**Task prompt:** Should a line below contain the word "reading", report it.

**Task inputs:**
════════════════
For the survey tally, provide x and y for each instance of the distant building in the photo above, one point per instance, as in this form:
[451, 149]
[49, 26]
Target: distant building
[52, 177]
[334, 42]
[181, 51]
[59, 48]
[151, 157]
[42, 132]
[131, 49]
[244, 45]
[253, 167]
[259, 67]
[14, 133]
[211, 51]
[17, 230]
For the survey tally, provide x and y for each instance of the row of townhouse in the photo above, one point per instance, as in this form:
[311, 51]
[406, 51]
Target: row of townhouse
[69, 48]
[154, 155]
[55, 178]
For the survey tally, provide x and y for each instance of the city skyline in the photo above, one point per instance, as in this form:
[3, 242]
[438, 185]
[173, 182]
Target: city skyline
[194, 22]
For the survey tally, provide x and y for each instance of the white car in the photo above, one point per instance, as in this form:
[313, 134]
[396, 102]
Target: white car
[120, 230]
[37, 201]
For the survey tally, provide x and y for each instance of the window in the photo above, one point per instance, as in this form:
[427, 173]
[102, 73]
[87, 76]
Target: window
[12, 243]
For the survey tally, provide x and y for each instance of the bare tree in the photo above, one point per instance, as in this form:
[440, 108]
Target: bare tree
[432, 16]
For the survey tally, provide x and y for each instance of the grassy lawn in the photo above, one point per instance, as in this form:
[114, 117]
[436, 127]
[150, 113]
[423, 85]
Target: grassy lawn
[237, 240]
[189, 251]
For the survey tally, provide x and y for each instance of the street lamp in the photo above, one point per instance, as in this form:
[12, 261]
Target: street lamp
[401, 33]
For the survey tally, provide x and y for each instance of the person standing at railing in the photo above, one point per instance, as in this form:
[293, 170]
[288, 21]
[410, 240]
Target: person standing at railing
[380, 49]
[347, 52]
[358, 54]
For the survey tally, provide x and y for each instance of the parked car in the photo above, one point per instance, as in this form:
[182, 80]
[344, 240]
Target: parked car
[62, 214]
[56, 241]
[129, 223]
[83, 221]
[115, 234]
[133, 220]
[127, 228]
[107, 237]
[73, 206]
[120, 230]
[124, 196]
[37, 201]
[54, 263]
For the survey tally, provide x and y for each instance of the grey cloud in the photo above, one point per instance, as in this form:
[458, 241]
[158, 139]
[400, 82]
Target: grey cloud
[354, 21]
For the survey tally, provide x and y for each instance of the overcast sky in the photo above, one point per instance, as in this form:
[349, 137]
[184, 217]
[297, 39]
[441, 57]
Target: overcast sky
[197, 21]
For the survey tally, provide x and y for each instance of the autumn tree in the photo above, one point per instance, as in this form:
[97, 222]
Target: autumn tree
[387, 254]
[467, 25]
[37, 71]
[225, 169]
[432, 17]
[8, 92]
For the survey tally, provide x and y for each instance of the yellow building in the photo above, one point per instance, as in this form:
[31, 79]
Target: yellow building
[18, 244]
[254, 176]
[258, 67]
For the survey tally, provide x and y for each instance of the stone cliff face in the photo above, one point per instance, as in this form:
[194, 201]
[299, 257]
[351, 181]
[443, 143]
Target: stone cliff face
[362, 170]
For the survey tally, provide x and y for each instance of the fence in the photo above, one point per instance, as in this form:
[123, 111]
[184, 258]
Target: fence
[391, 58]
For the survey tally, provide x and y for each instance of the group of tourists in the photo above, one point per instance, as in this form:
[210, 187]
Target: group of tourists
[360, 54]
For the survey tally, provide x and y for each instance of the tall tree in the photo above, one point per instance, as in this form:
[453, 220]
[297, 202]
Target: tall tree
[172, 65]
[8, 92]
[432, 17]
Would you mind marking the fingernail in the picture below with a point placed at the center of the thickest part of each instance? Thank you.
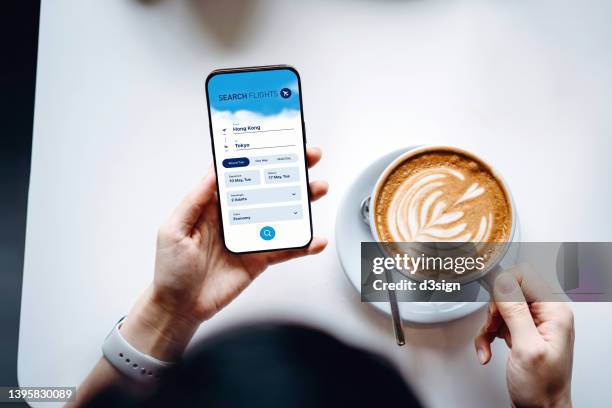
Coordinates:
(505, 283)
(482, 357)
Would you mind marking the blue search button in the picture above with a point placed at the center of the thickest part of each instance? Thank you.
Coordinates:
(267, 233)
(236, 162)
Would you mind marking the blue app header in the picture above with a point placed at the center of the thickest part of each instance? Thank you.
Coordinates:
(263, 92)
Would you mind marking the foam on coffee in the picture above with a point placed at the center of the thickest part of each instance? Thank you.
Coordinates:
(442, 195)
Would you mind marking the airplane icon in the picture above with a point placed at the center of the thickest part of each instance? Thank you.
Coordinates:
(285, 93)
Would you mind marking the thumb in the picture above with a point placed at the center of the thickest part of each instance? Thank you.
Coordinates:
(514, 310)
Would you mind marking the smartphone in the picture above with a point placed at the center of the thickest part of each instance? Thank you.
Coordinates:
(259, 150)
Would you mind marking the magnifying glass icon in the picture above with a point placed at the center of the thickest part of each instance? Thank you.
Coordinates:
(267, 233)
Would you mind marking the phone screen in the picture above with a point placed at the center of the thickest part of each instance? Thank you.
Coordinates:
(257, 131)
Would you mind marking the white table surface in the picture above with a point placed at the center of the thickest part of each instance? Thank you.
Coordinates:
(121, 134)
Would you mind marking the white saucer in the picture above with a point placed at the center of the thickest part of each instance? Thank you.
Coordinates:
(351, 230)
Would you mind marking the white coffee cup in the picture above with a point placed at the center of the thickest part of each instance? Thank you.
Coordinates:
(486, 276)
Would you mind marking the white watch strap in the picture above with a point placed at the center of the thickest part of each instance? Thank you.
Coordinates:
(132, 363)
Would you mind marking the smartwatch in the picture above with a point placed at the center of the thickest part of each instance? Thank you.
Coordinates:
(138, 366)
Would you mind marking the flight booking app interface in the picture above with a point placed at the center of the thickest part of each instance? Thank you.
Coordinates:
(257, 130)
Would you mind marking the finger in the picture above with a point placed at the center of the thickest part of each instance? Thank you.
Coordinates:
(533, 286)
(317, 245)
(187, 213)
(504, 333)
(313, 155)
(486, 335)
(514, 310)
(318, 189)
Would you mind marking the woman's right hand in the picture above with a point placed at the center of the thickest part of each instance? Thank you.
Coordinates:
(540, 335)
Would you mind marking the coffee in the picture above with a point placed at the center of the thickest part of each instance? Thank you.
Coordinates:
(442, 195)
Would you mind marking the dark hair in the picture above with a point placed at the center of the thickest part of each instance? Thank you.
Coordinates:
(278, 365)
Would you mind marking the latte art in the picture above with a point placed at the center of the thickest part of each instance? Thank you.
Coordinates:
(424, 209)
(442, 196)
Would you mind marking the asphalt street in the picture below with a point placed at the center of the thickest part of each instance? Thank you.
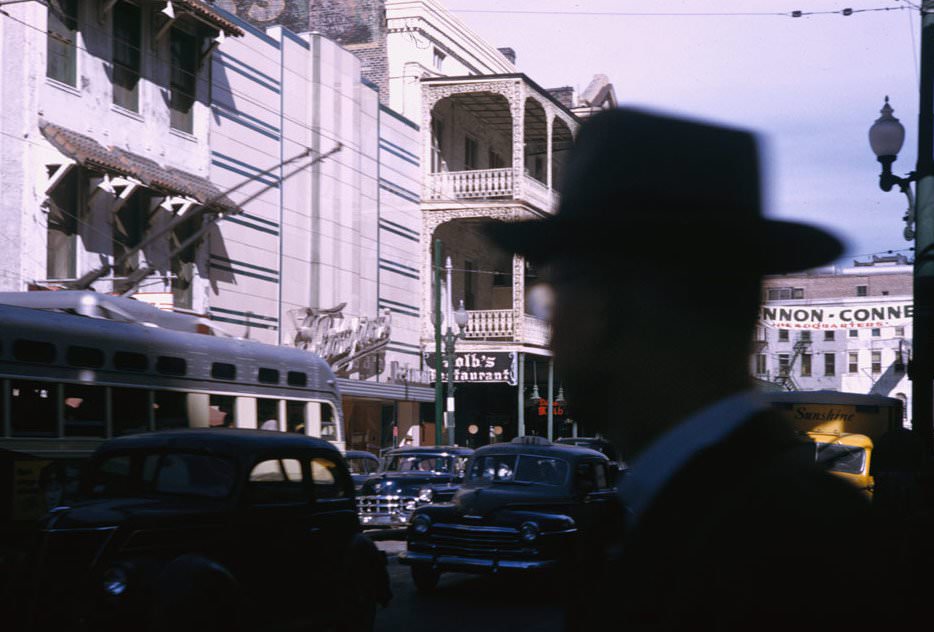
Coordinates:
(469, 602)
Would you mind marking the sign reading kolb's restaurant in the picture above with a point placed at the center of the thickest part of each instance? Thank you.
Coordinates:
(836, 316)
(482, 367)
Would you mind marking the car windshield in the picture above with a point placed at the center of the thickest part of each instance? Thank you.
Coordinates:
(435, 463)
(358, 464)
(163, 473)
(522, 469)
(836, 457)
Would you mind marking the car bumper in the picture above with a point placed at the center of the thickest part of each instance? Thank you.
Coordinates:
(442, 562)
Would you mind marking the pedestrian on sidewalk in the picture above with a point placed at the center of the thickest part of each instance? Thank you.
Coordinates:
(656, 257)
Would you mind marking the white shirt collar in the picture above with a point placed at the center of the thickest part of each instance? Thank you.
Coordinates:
(669, 453)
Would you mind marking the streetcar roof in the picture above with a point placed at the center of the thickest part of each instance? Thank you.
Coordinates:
(225, 440)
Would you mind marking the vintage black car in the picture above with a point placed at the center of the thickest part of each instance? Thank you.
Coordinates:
(226, 528)
(410, 477)
(525, 506)
(362, 465)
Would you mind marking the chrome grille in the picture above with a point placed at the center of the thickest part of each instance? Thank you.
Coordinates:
(385, 505)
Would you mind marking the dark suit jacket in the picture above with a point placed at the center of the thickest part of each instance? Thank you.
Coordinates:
(751, 535)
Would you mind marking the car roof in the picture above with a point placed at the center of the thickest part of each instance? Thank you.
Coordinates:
(562, 450)
(432, 449)
(359, 454)
(229, 440)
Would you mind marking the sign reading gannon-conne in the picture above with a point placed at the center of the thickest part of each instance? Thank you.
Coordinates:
(837, 316)
(496, 366)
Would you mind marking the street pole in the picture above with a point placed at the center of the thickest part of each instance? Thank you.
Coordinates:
(439, 387)
(551, 399)
(922, 366)
(450, 340)
(520, 426)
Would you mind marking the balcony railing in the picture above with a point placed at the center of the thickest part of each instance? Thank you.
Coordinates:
(487, 184)
(499, 324)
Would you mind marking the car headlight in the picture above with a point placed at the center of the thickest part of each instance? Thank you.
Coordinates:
(528, 532)
(421, 524)
(115, 581)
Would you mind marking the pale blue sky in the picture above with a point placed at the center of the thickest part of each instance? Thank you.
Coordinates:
(811, 86)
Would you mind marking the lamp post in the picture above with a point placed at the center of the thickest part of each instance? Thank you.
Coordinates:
(450, 341)
(886, 137)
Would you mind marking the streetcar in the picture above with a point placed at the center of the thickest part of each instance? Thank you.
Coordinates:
(78, 368)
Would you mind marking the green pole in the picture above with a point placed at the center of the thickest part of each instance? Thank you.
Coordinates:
(439, 387)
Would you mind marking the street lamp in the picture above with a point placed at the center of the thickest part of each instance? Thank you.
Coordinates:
(886, 137)
(450, 340)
════════════════
**Answer below:**
Would you mind marking the sign reading kolb's restaurant in the picture above with a point placed at the center of the thickest part of each instance? Thank you.
Would you mind marking the sign reading gannon-conne in the picture above with a point placed at the center of the thickest part of each instance? Thank you.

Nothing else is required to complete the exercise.